+++ Extrait du texte

21 octobre 2019

Tout s'explique

Des manifestations pour dénoncer les inégalités sociales au Chili

Quelles sont les causes des manifestations au Chili ?

Des manifestations se déroulent au Chili depuis deux semaines et se sont intensifiées depuis vendredi pour dénoncer la hausse appliquée le 6 octobre par le gouvernement au prix du ticket de métro à Santiago, la capitale. Le tarif aux heures de pointe a augmenté de près de 4 %. Il s’agissait de la deuxième augmentation depuis le début de l’année. Le métro de Santiago, qui dispose d’un réseau de 140 kilomètres, transporte chaque jour près de 3 millions de passagers. Face à l’ampleur de la mobilisation et des émeutes, le président chilien, Sebastian Piñera, a annoncé samedi la suspension de cette hausse. Cette suspension doit encore être validée par une loi. Les manifestations se poursuivent toutefois, avec des pancartes dénonçant en particulier les inégalités sociales. Des émeutes, des pillages, des incendies et des affrontements avec la police ont eu lieu au cours du week-end, faisant au moins 11 morts, selon un bilan officiel.

Comment l’État répond-il à ces émeutes ?

« Nous sommes en guerre contre un ennemi puissant » qui est prêt à « faire usage de la violence et de la délinquance sans aucune limite », a déclaré hier soir le président chilien, Sebastian Piñera. Il a étendu à plusieurs villes l’état d’urgence prononcé vendredi soir pour les provinces de Santiago et de Chacabuco, située au nord de Santiago. L’état d’urgence permet au gouvernement de prendre des mesures d’exception pour assurer l’ordre public. Plus de 10 000 militaires ont été déployés à Santiago et dans les environs. Samedi soir, un couvre-feu a été instauré à Santiago. C’est la première fois qu’un couvre-feu est imposé depuis la fin de la dictature militaire d’Augusto Pinochet en 1990. Selon les autorités, au moins 2 100 personnes ont été arrêtées. L’entreprise gestionnaire du métro a constaté des dégradations sur la quasi-totalité de ses 164 stations.

++++++
+++ Données brutes

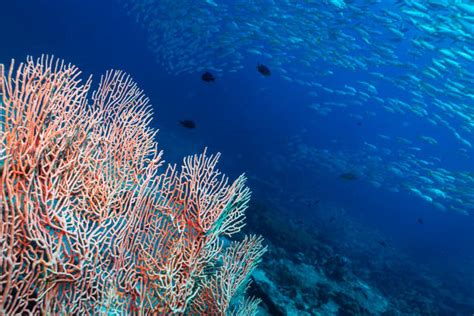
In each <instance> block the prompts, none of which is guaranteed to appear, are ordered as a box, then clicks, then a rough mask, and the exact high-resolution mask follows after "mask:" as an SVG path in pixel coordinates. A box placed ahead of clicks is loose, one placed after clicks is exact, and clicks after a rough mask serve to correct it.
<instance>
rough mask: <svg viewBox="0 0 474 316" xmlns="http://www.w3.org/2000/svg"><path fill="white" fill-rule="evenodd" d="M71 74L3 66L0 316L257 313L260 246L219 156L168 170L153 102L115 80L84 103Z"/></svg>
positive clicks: (234, 188)
mask: <svg viewBox="0 0 474 316" xmlns="http://www.w3.org/2000/svg"><path fill="white" fill-rule="evenodd" d="M90 86H91V79H88V80H86V81H85V82H82V81H81V79H80V71H79V70H78V69H77V68H76V67H75V66H73V65H71V64H66V63H64V62H63V61H61V60H58V59H54V58H51V57H47V56H43V57H41V58H39V59H38V60H36V61H35V60H33V59H32V58H28V59H27V61H26V63H21V64H19V65H18V66H17V67H15V66H14V63H13V62H12V65H11V66H10V68H9V70H8V71H7V72H6V69H5V67H4V66H3V65H1V66H0V93H1V98H2V102H1V105H0V145H1V146H0V168H1V169H0V172H1V173H0V176H1V183H0V223H1V225H0V249H1V251H2V252H1V255H0V271H1V274H0V314H2V315H3V314H6V315H13V314H24V313H33V314H39V313H45V314H68V315H72V314H75V315H79V314H82V315H87V314H100V313H103V314H108V313H111V312H113V313H119V314H170V313H174V314H182V313H190V314H197V313H200V314H203V313H204V314H216V315H222V314H226V313H234V314H236V315H243V314H251V313H253V312H255V310H256V309H257V305H258V303H259V299H256V298H243V299H241V300H240V301H236V300H234V298H235V297H242V295H241V294H242V292H244V291H245V290H246V288H247V286H248V281H249V275H250V274H251V273H252V271H253V270H254V268H255V266H256V264H257V263H258V262H259V261H260V260H261V257H262V255H263V254H264V252H265V251H266V248H265V247H264V246H263V245H262V238H261V237H258V236H256V235H248V236H246V237H245V238H244V239H243V240H242V241H233V242H231V243H225V241H224V239H223V237H224V236H225V237H231V236H233V235H234V234H235V233H237V232H239V231H240V230H241V228H242V227H243V226H244V219H245V216H244V211H245V210H246V208H247V205H248V202H249V198H250V191H249V189H248V188H247V187H246V186H245V180H246V179H245V177H244V176H240V177H239V178H237V179H236V180H235V181H234V182H229V180H228V178H226V177H225V176H222V175H221V173H220V172H219V171H218V170H217V169H216V164H217V161H218V159H219V155H211V156H208V155H206V151H204V153H203V154H201V155H195V156H191V157H187V158H185V159H184V161H183V164H182V167H181V169H180V170H179V169H178V168H177V167H176V166H174V165H170V166H168V167H167V168H166V169H165V171H164V172H160V168H161V166H162V165H163V163H162V159H161V156H162V153H161V151H159V150H158V147H157V144H156V142H155V134H156V131H155V130H153V129H152V128H150V127H149V126H148V124H149V122H150V120H151V115H152V113H151V110H150V105H149V101H148V99H147V98H146V97H145V96H144V94H143V92H142V91H141V90H140V89H139V88H138V87H137V85H136V84H135V83H134V82H133V81H132V79H131V78H130V77H128V76H127V75H126V74H124V73H123V72H121V71H109V72H107V73H106V74H105V75H104V76H103V77H102V78H101V81H100V84H99V87H98V89H97V90H96V91H95V92H94V93H93V94H92V98H91V100H89V98H88V92H89V89H90Z"/></svg>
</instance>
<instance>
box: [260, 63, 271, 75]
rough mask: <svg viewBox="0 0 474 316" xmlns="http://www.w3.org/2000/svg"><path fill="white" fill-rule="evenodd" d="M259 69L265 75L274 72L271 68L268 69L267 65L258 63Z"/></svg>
mask: <svg viewBox="0 0 474 316" xmlns="http://www.w3.org/2000/svg"><path fill="white" fill-rule="evenodd" d="M257 70H258V72H259V73H261V74H262V75H263V76H264V77H269V76H270V75H271V74H272V73H271V71H270V69H268V67H267V66H265V65H263V64H258V65H257Z"/></svg>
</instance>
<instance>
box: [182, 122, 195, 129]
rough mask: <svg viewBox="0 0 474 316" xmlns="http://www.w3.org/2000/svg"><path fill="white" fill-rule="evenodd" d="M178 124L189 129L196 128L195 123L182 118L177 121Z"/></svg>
mask: <svg viewBox="0 0 474 316" xmlns="http://www.w3.org/2000/svg"><path fill="white" fill-rule="evenodd" d="M179 124H181V125H182V126H183V127H186V128H189V129H193V128H196V123H195V122H194V121H192V120H182V121H179Z"/></svg>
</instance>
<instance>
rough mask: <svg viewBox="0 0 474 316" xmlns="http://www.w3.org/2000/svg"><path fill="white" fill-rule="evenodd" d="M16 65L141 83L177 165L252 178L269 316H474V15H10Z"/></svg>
mask: <svg viewBox="0 0 474 316" xmlns="http://www.w3.org/2000/svg"><path fill="white" fill-rule="evenodd" d="M0 26H1V29H2V30H3V32H2V49H1V50H0V63H2V64H9V62H10V60H11V59H12V58H14V59H15V60H18V61H22V60H24V59H25V57H26V56H33V57H35V58H36V57H39V56H41V55H42V54H49V55H54V56H55V57H58V58H61V59H64V60H65V61H67V62H70V63H72V64H75V65H77V66H78V67H79V68H80V69H82V71H83V72H84V74H83V76H84V77H86V76H88V75H93V77H94V78H95V79H96V80H95V82H98V80H97V79H98V78H99V77H100V75H101V74H102V73H105V71H106V70H108V69H121V70H124V71H125V72H127V73H128V74H130V75H131V76H132V77H133V79H134V80H135V81H136V82H137V83H138V85H139V86H140V87H141V88H142V89H143V90H144V92H145V94H146V95H147V97H148V98H149V99H150V101H151V103H152V104H153V113H154V116H153V120H152V122H151V125H152V126H153V127H156V128H158V129H159V132H158V134H157V140H158V143H159V146H160V148H163V149H164V150H165V156H164V159H165V160H166V161H167V162H173V163H174V162H176V163H180V162H181V157H183V156H185V155H190V154H193V153H196V152H202V151H203V149H204V148H206V147H207V148H208V149H207V151H208V152H210V153H216V152H221V153H222V159H221V160H222V161H221V163H220V169H221V170H222V171H223V172H224V173H226V174H227V175H229V176H230V178H236V177H237V176H238V175H239V174H241V173H242V172H245V174H246V176H247V177H248V179H249V180H248V185H249V187H250V189H251V190H252V202H251V204H250V207H249V209H248V210H247V211H246V216H247V226H246V228H245V230H246V231H247V232H250V233H257V234H261V235H262V236H263V237H264V240H265V241H264V243H265V244H266V245H268V252H267V253H266V254H265V255H264V257H263V259H262V262H261V264H260V265H259V266H258V268H257V269H256V270H255V271H254V272H253V276H252V282H251V285H250V288H249V292H250V293H251V294H252V295H253V296H255V297H257V298H259V299H261V300H262V302H261V304H260V306H259V310H258V314H259V315H472V314H473V313H474V148H473V146H474V108H473V107H474V3H473V2H472V1H469V0H429V1H416V0H398V1H389V0H385V1H384V0H352V1H349V0H345V1H344V0H306V1H303V0H301V1H300V0H259V1H245V0H235V1H234V0H100V1H93V0H82V1H79V0H62V1H59V0H48V1H47V0H22V1H3V3H2V6H1V10H0Z"/></svg>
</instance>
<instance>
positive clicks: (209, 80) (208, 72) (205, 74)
mask: <svg viewBox="0 0 474 316" xmlns="http://www.w3.org/2000/svg"><path fill="white" fill-rule="evenodd" d="M201 79H202V80H203V81H205V82H213V81H216V78H215V77H214V75H213V74H211V73H210V72H209V71H206V72H205V73H203V74H202V76H201Z"/></svg>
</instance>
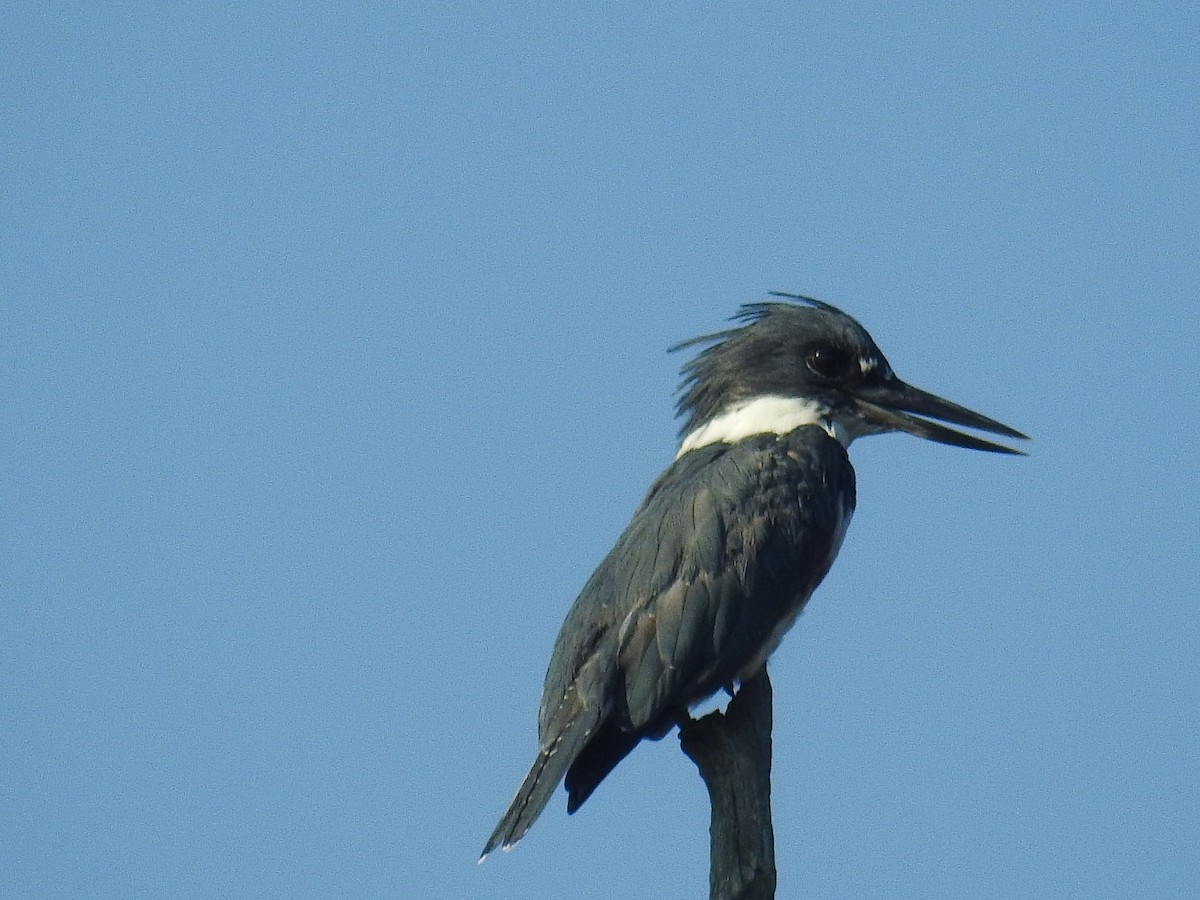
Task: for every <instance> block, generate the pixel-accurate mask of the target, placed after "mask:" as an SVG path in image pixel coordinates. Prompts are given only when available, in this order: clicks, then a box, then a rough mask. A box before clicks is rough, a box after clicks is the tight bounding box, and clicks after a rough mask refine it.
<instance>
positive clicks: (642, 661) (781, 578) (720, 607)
mask: <svg viewBox="0 0 1200 900" xmlns="http://www.w3.org/2000/svg"><path fill="white" fill-rule="evenodd" d="M792 299H796V300H799V301H800V304H799V305H797V304H754V305H750V306H746V307H743V311H742V313H739V317H738V318H739V320H740V322H742V323H743V324H742V325H740V326H738V328H734V329H731V330H728V331H722V332H719V334H715V335H710V336H708V337H704V338H697V340H696V341H692V342H688V343H686V344H683V346H692V344H696V343H704V342H707V343H709V344H710V346H708V347H707V348H706V349H703V350H702V352H701V353H698V354H697V355H696V356H695V358H694V359H692V360H691V361H689V362H688V364H686V365H685V366H684V370H683V372H684V383H683V386H682V395H680V402H679V413H680V415H682V416H683V418H684V420H685V424H684V440H683V444H682V446H680V451H679V455H678V456H677V458H676V460H674V462H673V463H672V464H671V466H670V467H668V468H667V470H666V472H664V473H662V475H660V476H659V479H658V480H656V481H655V484H654V485H653V486H652V487H650V490H649V492H648V493H647V496H646V498H644V499H643V502H642V504H641V505H640V506H638V509H637V511H636V512H635V514H634V517H632V520H631V521H630V523H629V526H628V527H626V528H625V530H624V533H623V534H622V535H620V538H618V540H617V542H616V545H614V546H613V548H612V551H610V553H608V556H607V557H605V559H604V560H602V562H601V563H600V565H599V566H598V568H596V570H595V572H594V574H593V575H592V577H590V578H589V580H588V582H587V584H586V586H584V587H583V590H582V592H581V593H580V595H578V598H577V599H576V601H575V604H574V606H572V607H571V610H570V611H569V612H568V614H566V619H565V620H564V623H563V626H562V629H560V631H559V635H558V640H557V641H556V643H554V650H553V654H552V656H551V661H550V667H548V670H547V673H546V682H545V686H544V691H542V700H541V707H540V710H539V716H538V724H539V728H538V731H539V738H540V749H539V754H538V758H536V760H535V762H534V764H533V767H532V768H530V770H529V774H528V775H527V776H526V780H524V782H523V784H522V785H521V787H520V788H518V791H517V794H516V797H514V799H512V803H511V804H510V806H509V809H508V811H506V812H505V814H504V816H503V817H502V818H500V822H499V824H498V826H497V827H496V830H494V832H493V833H492V835H491V838H490V839H488V841H487V845H486V846H485V848H484V854H485V856H486V854H487V853H488V852H490V851H491V850H492V848H494V847H497V846H504V847H509V846H511V845H512V844H515V842H516V841H518V840H520V839H521V838H522V836H523V835H524V834H526V832H528V829H529V827H530V826H532V824H533V822H534V820H535V818H536V817H538V815H539V814H540V812H541V810H542V809H544V808H545V805H546V803H547V800H548V798H550V796H551V794H552V793H553V791H554V788H556V787H557V786H558V784H559V782H560V781H565V785H566V788H568V794H569V797H568V810H569V811H574V810H575V809H577V808H578V805H580V804H581V803H583V800H586V799H587V798H588V796H589V794H590V793H592V791H594V790H595V787H596V785H599V784H600V781H601V780H602V779H604V778H605V776H606V775H607V774H608V772H611V770H612V768H613V767H614V766H616V764H617V763H618V762H620V760H622V758H624V756H625V755H626V754H629V752H630V751H631V750H632V749H634V748H635V746H636V745H637V744H638V743H640V742H641V740H642V739H646V738H650V739H658V738H661V737H662V736H664V734H666V733H667V732H668V731H670V730H671V727H672V726H674V725H676V724H678V722H679V721H680V720H682V719H683V718H684V716H686V714H688V709H689V708H690V707H691V706H692V704H695V703H697V702H700V701H702V700H704V698H706V697H708V696H710V695H712V694H714V692H715V691H718V690H720V689H721V688H731V689H732V686H733V685H734V684H736V683H737V682H739V680H742V679H744V678H748V677H750V676H752V674H755V673H756V672H757V671H758V668H761V666H762V665H764V664H766V660H767V658H768V656H769V654H770V653H772V652H773V650H774V649H775V647H776V644H778V643H779V641H780V638H781V637H782V635H784V632H785V631H786V630H787V629H788V628H790V626H791V624H792V622H793V620H794V618H796V616H797V614H798V613H799V611H800V608H803V606H804V604H805V602H806V601H808V599H809V596H810V595H811V593H812V590H814V589H815V588H816V586H817V584H818V583H820V582H821V580H822V578H823V577H824V575H826V572H827V571H828V569H829V566H830V564H832V563H833V559H834V557H835V556H836V553H838V550H839V547H840V545H841V540H842V536H844V534H845V529H846V526H847V524H848V522H850V518H851V516H852V514H853V510H854V503H856V494H854V472H853V468H852V467H851V464H850V458H848V456H847V454H846V445H847V444H848V443H850V442H851V440H852V439H853V438H854V437H858V436H862V434H870V433H880V432H883V431H896V430H904V431H908V432H911V433H914V434H918V436H920V437H925V438H930V439H934V440H938V442H942V443H950V444H955V445H960V446H968V448H974V449H982V450H992V451H997V452H1016V451H1014V450H1010V449H1008V448H1003V446H1000V445H996V444H991V443H989V442H985V440H983V439H980V438H976V437H972V436H967V434H962V433H960V432H955V431H952V430H949V428H947V427H944V426H942V425H938V424H936V422H930V421H929V420H928V419H920V418H917V416H914V415H908V413H924V414H926V415H934V416H937V418H941V419H944V420H947V421H953V422H958V424H961V425H968V426H971V427H976V428H982V430H985V431H992V432H997V433H1002V434H1008V436H1010V437H1024V436H1022V434H1020V433H1019V432H1015V431H1014V430H1012V428H1009V427H1008V426H1004V425H1001V424H1000V422H996V421H994V420H991V419H986V418H984V416H982V415H979V414H977V413H972V412H971V410H967V409H964V408H962V407H958V406H955V404H953V403H949V402H948V401H944V400H941V398H938V397H935V396H932V395H929V394H925V392H923V391H919V390H917V389H914V388H911V386H910V385H906V384H905V383H904V382H900V380H899V379H898V378H896V377H895V374H894V373H893V372H892V367H890V366H889V365H888V362H887V360H886V359H884V358H883V355H882V353H880V350H878V348H877V347H876V346H875V343H874V341H872V340H871V338H870V336H869V335H868V334H866V331H865V330H864V329H863V328H862V326H860V325H859V324H858V323H857V322H854V320H853V319H852V318H851V317H848V316H846V314H845V313H842V312H840V311H839V310H836V308H835V307H832V306H829V305H828V304H822V302H818V301H814V300H809V299H805V298H792Z"/></svg>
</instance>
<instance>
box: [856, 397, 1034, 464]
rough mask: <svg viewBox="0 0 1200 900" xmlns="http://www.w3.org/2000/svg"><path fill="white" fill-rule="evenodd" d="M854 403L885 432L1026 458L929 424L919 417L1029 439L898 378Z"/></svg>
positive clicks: (1006, 426) (970, 438)
mask: <svg viewBox="0 0 1200 900" xmlns="http://www.w3.org/2000/svg"><path fill="white" fill-rule="evenodd" d="M854 402H856V403H857V404H858V409H859V413H862V415H863V418H864V419H866V420H868V421H870V422H871V424H872V425H876V426H878V427H880V428H881V430H884V431H906V432H908V433H910V434H916V436H917V437H918V438H925V439H926V440H936V442H937V443H940V444H953V445H954V446H965V448H968V449H971V450H988V451H989V452H994V454H1014V455H1018V456H1024V455H1025V452H1024V451H1022V450H1014V449H1013V448H1009V446H1002V445H1001V444H992V443H991V442H990V440H984V439H983V438H977V437H973V436H971V434H964V433H962V432H960V431H954V428H947V427H946V426H944V425H940V424H938V422H934V421H929V419H920V418H918V416H923V415H924V416H929V418H930V419H941V420H943V421H947V422H953V424H954V425H962V426H966V427H968V428H978V430H979V431H989V432H991V433H994V434H1003V436H1006V437H1009V438H1020V439H1021V440H1028V438H1027V437H1026V436H1025V434H1022V433H1021V432H1019V431H1016V430H1015V428H1009V427H1008V426H1007V425H1002V424H1001V422H997V421H996V420H995V419H989V418H988V416H985V415H979V413H973V412H972V410H970V409H967V408H966V407H960V406H959V404H958V403H952V402H950V401H948V400H942V398H941V397H937V396H935V395H932V394H926V392H925V391H923V390H919V389H917V388H913V386H912V385H910V384H905V383H904V382H901V380H899V379H895V380H892V382H888V383H887V384H884V385H880V386H872V388H869V389H866V390H863V391H862V392H859V394H858V395H857V396H856V397H854ZM908 413H917V415H908Z"/></svg>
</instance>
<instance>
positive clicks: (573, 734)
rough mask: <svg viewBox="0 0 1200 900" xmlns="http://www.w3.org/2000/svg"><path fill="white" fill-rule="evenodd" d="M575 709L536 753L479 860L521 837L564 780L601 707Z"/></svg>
mask: <svg viewBox="0 0 1200 900" xmlns="http://www.w3.org/2000/svg"><path fill="white" fill-rule="evenodd" d="M574 712H575V715H574V716H572V718H571V719H569V720H568V722H566V725H565V726H564V727H563V730H562V731H560V732H559V733H558V736H557V737H554V739H553V740H551V742H550V743H548V744H546V745H544V746H542V749H541V751H540V752H539V754H538V758H536V760H534V763H533V767H532V768H530V769H529V774H528V775H526V780H524V781H522V782H521V787H520V788H517V793H516V796H515V797H514V798H512V803H510V804H509V808H508V810H506V811H505V812H504V815H503V816H500V822H499V824H497V826H496V830H494V832H492V836H491V838H488V839H487V844H485V845H484V852H482V853H481V854H480V857H479V862H480V863H482V862H484V859H485V858H486V857H487V854H488V853H491V852H492V851H493V850H496V848H497V847H500V848H502V850H508V848H509V847H511V846H512V845H515V844H516V842H517V841H518V840H521V839H522V838H524V835H526V833H527V832H528V830H529V828H530V827H533V823H534V822H535V821H536V820H538V816H540V815H541V811H542V810H544V809H546V803H548V802H550V797H551V794H552V793H554V788H556V787H558V784H559V782H560V781H562V780H563V776H564V775H565V774H566V769H568V768H569V767H570V764H571V763H572V762H574V761H575V757H577V756H578V755H580V752H581V751H582V750H583V746H584V744H587V740H588V738H589V737H590V736H592V732H593V731H594V730H595V727H596V726H598V725H599V724H600V718H601V710H600V708H598V707H582V708H578V709H576V710H574Z"/></svg>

++++++

§ **Consignes de l'exercice**
- a) Pour chacune des affirmations suivantes, indiquez par oui ou par non si elle concorde avec le texte sur les manifestations au Chili, en citant à l'identique les mots du texte qui tranchent. (i) La hausse du prix du ticket de métro a déjà été définitivement annulée par une loi. (ii) Le couvre-feu instauré à Santiago est le premier depuis la fin de la dictature de Pinochet. (iii) Plus de 10 000 militaires ont été déployés dans l'ensemble du pays.
- b) Réécrivez sous forme de liste le paragraphe du texte sur les manifestations au Chili qui commence par « Nous sommes en guerre contre un ennemi puissant », en conservant ses faits principaux.

§ **Corrigé**
- a)
(i) Non : « Cette suspension doit encore être validée par une loi. »
(ii) Oui : « C’est la première fois qu’un couvre-feu est imposé depuis la fin de la dictature militaire d’Augusto Pinochet en 1990. »
(iii) Non : « Plus de 10 000 militaires ont été déployés à Santiago et dans les environs. »

- b)
- Le président Sebastian Piñera se dit « en guerre contre un ennemi puissant », prêt à recourir sans limite à la violence et à la délinquance.
- L'état d'urgence décrété vendredi soir pour les provinces de Santiago et de Chacabuco est étendu à plusieurs villes. Il permet au gouvernement de prendre des mesures d'exception pour assurer l'ordre public.
- Plus de 10 000 militaires sont déployés à Santiago et dans ses environs.
- Un couvre-feu est instauré samedi soir à Santiago. C'est une première depuis la fin de la dictature de Pinochet en 1990.
- Au moins 2 100 personnes ont été arrêtées, selon les autorités.
- La quasi-totalité des 164 stations de métro a subi des dégradations.